• [Exercise prompt] Give back, exactly as written, the lines from the beginning of the listing through the one that contains "Phrase: green tree foliage".

Source data below:

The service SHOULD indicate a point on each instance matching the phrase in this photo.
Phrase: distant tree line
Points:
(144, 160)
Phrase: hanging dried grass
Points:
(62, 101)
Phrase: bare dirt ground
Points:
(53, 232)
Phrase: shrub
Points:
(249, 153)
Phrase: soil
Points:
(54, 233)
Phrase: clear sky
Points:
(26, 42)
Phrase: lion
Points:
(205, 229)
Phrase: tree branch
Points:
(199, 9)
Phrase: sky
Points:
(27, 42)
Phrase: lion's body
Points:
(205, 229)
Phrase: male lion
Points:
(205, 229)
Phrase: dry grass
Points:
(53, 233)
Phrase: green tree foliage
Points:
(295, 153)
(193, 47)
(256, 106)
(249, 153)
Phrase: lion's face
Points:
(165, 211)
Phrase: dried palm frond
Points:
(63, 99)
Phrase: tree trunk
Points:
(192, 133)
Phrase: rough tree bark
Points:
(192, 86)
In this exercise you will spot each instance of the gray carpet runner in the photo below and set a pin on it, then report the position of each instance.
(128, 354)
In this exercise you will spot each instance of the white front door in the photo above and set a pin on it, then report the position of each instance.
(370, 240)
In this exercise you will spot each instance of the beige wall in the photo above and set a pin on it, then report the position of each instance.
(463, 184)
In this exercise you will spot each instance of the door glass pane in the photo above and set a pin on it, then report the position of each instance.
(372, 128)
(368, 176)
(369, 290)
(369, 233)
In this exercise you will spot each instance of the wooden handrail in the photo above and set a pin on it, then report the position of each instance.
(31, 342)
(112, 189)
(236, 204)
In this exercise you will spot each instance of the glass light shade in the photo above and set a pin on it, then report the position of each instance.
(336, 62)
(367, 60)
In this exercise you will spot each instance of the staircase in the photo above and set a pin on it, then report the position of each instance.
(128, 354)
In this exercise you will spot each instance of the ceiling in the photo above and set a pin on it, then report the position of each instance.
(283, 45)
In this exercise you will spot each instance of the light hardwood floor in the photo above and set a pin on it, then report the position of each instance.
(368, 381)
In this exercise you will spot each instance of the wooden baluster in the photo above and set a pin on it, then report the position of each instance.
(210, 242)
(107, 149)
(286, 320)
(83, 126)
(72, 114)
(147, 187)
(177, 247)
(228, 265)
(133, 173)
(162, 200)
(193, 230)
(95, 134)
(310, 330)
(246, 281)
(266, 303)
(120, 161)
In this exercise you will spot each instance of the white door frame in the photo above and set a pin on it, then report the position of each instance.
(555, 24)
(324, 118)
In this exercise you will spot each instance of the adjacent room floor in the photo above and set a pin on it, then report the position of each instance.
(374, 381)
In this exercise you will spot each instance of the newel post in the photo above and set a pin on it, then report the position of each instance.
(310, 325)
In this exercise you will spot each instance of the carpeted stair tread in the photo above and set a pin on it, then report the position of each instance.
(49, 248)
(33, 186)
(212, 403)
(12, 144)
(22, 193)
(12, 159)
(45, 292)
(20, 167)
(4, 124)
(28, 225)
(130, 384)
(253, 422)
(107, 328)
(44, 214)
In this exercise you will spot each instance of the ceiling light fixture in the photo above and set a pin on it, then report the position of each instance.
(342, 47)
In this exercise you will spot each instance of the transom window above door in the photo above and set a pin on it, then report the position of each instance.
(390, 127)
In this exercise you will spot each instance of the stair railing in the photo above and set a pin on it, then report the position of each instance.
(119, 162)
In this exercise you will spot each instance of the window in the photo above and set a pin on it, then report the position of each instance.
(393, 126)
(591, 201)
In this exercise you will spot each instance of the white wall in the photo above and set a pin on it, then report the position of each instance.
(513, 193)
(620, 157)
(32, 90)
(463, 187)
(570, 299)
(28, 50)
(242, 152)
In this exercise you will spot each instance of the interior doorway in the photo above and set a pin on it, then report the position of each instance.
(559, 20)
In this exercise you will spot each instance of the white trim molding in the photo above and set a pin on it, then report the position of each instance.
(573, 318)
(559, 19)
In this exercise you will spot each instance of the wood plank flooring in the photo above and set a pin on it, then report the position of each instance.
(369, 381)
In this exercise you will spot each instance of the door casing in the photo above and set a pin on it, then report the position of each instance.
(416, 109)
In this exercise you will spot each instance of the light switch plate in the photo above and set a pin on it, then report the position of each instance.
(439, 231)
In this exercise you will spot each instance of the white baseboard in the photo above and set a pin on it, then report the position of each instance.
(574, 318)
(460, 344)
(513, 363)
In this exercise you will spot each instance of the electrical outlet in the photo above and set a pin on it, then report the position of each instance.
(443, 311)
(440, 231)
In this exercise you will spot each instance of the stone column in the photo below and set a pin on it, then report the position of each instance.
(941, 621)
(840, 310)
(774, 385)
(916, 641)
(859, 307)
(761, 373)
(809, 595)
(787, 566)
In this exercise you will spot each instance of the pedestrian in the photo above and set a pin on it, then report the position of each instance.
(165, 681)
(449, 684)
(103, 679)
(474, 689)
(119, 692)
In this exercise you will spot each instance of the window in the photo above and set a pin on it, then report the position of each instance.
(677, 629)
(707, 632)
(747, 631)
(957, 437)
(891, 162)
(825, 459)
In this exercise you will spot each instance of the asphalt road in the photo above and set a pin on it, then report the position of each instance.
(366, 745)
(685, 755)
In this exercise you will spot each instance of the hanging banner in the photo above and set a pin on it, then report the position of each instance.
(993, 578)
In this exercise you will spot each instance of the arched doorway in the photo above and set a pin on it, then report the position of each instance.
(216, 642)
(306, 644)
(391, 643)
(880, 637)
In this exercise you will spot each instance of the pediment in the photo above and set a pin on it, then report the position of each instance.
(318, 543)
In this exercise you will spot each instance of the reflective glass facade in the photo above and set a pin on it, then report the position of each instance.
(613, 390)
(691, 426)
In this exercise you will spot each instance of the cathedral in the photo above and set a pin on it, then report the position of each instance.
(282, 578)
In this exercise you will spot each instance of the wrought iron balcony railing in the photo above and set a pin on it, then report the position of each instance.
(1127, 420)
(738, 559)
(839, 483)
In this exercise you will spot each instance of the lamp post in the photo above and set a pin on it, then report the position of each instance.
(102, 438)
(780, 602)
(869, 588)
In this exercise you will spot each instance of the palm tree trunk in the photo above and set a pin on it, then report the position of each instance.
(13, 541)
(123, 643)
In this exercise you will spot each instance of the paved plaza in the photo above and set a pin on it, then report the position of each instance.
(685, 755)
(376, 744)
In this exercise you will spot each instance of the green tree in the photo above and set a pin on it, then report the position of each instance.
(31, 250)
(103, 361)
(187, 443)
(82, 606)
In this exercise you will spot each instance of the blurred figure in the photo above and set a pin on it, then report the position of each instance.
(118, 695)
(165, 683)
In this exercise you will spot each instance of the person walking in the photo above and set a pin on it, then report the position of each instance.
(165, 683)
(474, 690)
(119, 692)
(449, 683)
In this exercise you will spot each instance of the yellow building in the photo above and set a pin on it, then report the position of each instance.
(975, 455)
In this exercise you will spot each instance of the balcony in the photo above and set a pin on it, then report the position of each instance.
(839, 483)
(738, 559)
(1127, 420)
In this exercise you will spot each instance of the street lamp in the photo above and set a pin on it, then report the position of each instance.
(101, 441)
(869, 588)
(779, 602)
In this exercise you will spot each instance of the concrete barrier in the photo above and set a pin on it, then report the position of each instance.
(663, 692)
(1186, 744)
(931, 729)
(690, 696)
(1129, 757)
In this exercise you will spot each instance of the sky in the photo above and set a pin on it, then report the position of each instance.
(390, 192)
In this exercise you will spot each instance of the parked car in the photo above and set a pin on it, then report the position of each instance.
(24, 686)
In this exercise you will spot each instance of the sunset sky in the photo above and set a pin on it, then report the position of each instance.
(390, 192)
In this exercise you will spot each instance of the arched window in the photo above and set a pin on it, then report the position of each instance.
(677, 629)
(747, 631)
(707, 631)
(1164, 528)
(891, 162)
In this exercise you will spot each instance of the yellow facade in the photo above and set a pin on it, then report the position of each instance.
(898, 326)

End of Source data.

• [Answer section]
The service SHOULD indicate a point on each instance matching the phrase in this photo.
Phrase: distant tree line
Points:
(144, 160)
Phrase: hanging dried grass
Points:
(62, 101)
Phrase: bare dirt ground
Points:
(53, 232)
Phrase: shrub
Points:
(249, 153)
Phrase: soil
Points:
(54, 233)
Phrase: clear sky
Points:
(26, 42)
Phrase: lion
Points:
(205, 229)
Phrase: tree branch
Points:
(199, 9)
Phrase: sky
Points:
(27, 42)
Phrase: lion's body
Points:
(205, 229)
Phrase: male lion
Points:
(205, 229)
Phrase: dry grass
Points:
(53, 233)
Phrase: green tree foliage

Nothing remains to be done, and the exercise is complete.